> 課題: 下の映画評の抜粋のうち、「ちょっと変わっていて友だちも」から「きるようにしてくれるものだ。」までの箇所を一字一句変えずに書き写してください。

> 抜粋:
——————————

しかし、幸福な日常はある日を境にして崩れ始める。サラは悪夢に苛まれるようになり、ほどなくして夢と現実の区別がつかなくなっていく。
レビュー(まずはネタバレなし)
現実と妄想のあいだに
サラの家系にはメンタルの病を患った女性が多く、彼女もその血を受け継いでいて不安を抱えていく。
ちょっと変わっていて友だちも少ないけれど、心優しくて魅力的なサラが徐々に妄想ワールドに入り込んでしまう。
時に怖く、時に笑えて、そしてあとからじわっと切なく思えるところありの、なんとも不思議な作品だった。
◇
現実と妄想の入り乱れる映画は珍しくないが、一般的には健常者の目線というか、おかしな行動を客観的にとらえて、観客に何が正しいかを判別できるようにしてくれるものだ。

——————————

> データ:
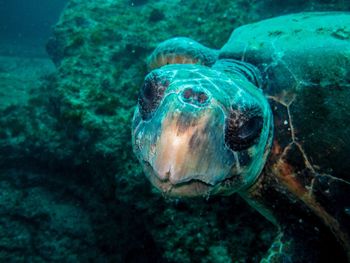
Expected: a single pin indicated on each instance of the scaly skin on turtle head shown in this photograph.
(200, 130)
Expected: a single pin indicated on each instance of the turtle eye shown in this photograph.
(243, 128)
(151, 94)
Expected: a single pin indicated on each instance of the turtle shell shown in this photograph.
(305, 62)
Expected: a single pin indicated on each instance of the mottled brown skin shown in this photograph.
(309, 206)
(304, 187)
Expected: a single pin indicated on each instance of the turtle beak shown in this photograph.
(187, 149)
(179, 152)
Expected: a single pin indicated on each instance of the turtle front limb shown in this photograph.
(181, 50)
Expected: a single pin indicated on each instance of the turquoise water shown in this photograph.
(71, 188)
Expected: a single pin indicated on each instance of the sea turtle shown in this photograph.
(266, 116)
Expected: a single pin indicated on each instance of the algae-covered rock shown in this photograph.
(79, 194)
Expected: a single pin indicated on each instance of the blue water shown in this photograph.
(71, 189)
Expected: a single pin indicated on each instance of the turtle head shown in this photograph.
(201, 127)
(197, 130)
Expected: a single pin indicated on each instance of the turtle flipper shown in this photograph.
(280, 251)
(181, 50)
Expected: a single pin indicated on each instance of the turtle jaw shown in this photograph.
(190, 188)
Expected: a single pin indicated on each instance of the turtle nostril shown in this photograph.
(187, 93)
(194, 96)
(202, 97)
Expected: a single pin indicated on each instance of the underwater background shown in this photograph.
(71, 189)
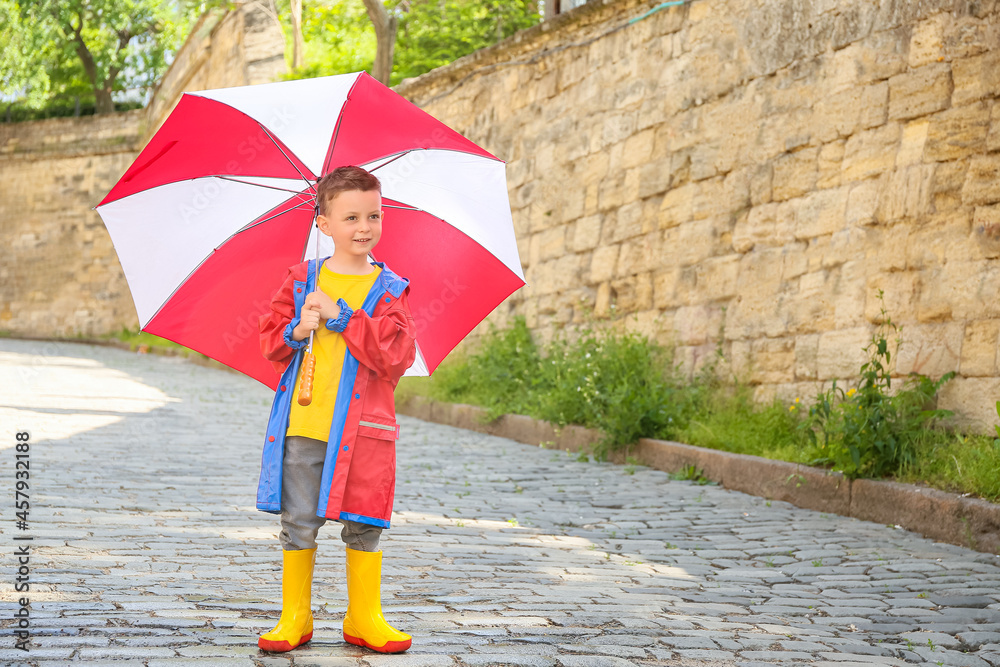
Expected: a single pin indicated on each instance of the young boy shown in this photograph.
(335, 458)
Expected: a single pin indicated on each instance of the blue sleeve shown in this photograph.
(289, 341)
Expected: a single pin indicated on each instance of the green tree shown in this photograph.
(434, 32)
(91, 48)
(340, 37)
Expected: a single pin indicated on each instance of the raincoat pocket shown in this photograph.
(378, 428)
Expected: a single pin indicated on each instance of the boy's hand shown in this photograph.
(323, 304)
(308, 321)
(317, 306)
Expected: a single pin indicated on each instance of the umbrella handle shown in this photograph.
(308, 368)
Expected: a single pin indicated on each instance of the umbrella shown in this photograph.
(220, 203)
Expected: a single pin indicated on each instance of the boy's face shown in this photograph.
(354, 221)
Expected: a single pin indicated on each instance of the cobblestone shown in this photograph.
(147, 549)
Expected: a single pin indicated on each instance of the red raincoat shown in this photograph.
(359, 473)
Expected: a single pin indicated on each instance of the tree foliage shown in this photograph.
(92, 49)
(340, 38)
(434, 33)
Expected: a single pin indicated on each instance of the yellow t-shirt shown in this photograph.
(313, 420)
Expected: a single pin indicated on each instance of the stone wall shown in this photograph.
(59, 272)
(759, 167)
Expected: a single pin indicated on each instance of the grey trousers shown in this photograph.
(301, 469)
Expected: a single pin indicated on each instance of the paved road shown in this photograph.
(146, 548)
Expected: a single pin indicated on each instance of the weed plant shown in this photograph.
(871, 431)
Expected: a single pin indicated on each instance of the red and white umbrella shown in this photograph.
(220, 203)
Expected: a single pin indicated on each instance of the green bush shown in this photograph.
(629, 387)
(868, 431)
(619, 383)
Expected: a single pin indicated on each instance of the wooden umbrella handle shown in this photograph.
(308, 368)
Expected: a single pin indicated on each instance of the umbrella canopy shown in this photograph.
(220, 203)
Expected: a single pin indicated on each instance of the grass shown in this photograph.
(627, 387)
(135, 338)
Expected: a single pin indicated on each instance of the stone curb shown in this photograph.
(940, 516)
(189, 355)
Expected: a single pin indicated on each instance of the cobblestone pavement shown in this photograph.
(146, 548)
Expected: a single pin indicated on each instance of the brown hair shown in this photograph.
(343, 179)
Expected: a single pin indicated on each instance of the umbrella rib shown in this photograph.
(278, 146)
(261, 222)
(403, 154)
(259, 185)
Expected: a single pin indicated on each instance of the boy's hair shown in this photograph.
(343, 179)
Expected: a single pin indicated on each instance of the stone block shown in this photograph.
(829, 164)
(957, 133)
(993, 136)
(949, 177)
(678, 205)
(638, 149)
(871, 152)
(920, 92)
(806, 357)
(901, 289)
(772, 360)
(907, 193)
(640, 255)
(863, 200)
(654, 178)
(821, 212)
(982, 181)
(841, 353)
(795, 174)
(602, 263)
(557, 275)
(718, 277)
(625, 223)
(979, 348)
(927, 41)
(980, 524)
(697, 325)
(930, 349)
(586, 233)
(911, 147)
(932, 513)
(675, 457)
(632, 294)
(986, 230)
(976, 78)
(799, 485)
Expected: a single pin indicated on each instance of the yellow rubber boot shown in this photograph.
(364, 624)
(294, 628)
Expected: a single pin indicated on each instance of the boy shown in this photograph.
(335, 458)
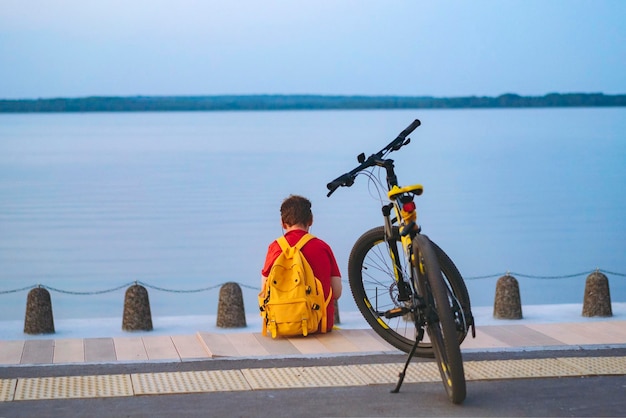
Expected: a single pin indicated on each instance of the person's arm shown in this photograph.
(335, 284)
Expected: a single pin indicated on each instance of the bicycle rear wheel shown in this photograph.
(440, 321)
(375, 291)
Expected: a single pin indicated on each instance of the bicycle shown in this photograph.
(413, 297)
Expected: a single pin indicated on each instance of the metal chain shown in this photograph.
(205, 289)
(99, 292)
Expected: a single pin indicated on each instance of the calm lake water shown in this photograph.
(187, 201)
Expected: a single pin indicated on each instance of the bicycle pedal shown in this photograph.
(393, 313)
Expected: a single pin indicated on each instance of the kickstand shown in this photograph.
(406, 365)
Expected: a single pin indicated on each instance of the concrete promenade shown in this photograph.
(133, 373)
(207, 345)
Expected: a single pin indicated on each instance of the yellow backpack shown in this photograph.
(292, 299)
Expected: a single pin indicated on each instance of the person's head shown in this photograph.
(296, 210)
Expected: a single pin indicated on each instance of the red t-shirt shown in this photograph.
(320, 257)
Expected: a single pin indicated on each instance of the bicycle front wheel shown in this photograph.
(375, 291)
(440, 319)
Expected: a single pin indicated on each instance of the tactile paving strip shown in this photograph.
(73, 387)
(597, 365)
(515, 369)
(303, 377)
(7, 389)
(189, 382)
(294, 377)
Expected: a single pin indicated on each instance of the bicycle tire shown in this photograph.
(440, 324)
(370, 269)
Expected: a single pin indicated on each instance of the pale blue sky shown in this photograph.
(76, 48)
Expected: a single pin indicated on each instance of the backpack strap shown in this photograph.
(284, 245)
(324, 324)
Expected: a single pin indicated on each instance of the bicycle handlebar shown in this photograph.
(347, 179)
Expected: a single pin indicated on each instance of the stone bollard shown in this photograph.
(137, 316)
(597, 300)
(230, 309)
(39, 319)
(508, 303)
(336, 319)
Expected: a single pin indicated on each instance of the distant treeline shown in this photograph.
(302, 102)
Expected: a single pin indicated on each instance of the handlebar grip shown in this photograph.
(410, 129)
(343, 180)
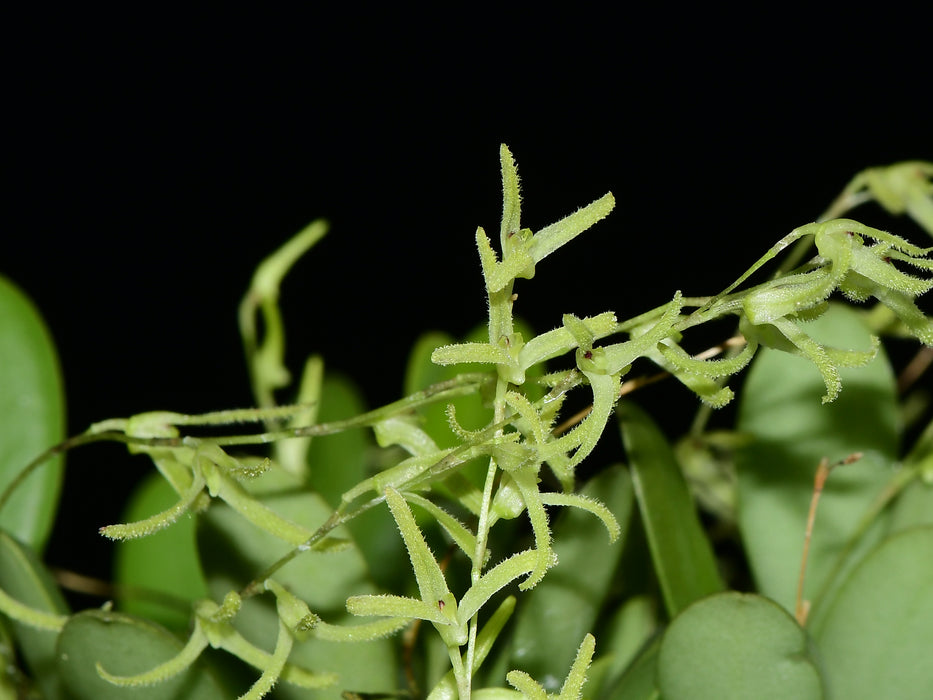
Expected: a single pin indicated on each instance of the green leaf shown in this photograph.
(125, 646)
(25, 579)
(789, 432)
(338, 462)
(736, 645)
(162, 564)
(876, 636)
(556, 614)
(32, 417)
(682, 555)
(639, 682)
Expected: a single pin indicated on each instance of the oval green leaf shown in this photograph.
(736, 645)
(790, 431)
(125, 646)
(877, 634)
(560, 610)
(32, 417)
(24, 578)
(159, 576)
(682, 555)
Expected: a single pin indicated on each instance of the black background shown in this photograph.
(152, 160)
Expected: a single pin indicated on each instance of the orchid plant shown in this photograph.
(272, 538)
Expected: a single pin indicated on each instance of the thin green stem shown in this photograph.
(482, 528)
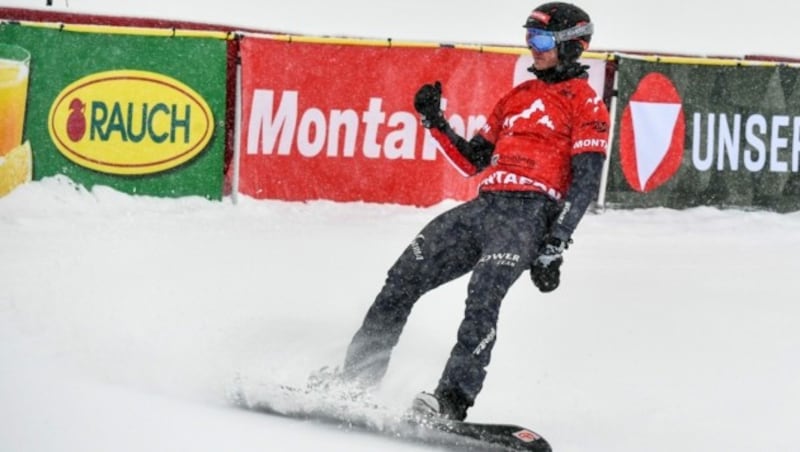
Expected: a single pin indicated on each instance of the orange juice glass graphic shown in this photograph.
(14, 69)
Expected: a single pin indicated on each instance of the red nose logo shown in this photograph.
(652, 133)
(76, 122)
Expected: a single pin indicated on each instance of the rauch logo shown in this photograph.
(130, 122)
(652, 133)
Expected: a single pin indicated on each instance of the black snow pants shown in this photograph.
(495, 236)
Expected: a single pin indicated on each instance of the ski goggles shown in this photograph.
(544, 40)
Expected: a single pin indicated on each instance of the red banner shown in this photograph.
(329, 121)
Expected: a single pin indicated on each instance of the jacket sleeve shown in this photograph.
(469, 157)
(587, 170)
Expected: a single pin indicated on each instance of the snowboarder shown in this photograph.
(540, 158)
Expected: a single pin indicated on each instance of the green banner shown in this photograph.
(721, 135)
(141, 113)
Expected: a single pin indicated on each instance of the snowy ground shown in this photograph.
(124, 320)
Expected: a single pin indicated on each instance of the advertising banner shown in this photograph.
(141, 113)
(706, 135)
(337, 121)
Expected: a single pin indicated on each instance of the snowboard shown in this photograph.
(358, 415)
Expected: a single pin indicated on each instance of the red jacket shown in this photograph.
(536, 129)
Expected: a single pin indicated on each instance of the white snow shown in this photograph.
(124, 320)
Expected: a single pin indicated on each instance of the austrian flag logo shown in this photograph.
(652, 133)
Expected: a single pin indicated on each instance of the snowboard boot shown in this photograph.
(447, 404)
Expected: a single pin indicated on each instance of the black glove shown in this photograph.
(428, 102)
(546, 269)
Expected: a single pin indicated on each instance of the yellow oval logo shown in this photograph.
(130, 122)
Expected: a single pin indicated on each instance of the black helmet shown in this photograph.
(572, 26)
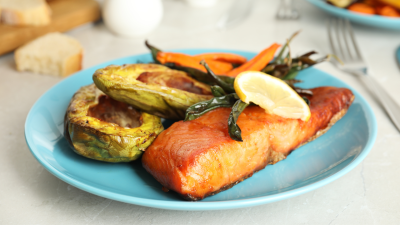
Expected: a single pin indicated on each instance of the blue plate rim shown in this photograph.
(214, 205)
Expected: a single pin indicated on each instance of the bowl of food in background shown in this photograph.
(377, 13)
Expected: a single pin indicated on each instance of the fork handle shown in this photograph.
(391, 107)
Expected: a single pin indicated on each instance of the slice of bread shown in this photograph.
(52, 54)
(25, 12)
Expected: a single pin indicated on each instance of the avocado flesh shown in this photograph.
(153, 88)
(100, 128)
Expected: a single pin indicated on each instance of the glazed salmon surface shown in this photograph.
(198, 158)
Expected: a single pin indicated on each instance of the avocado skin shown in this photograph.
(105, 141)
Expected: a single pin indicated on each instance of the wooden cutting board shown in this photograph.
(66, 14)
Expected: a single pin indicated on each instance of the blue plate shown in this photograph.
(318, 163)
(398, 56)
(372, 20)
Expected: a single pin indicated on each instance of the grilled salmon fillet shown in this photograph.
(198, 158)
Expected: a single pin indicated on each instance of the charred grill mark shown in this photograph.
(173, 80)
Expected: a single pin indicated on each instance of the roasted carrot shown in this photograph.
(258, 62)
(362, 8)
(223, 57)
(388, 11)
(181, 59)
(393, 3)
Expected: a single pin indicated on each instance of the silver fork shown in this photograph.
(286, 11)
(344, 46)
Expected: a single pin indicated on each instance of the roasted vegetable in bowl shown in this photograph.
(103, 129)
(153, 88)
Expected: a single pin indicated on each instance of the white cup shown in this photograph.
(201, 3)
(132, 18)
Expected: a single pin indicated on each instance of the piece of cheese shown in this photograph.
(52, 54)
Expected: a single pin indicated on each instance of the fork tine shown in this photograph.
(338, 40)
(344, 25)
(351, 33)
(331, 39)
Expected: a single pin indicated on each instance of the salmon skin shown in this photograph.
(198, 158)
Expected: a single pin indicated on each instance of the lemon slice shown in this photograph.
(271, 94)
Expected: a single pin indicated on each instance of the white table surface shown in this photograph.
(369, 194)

——————————

> 解答:
ちょっと変わっていて友だちも少ないけれど、心優しくて魅力的なサラが徐々に妄想ワールドに入り込んでしまう。
時に怖く、時に笑えて、そしてあとからじわっと切なく思えるところありの、なんとも不思議な作品だった。
◇
現実と妄想の入り乱れる映画は珍しくないが、一般的には健常者の目線というか、おかしな行動を客観的にとらえて、観客に何が正しいかを判別できるようにしてくれるものだ。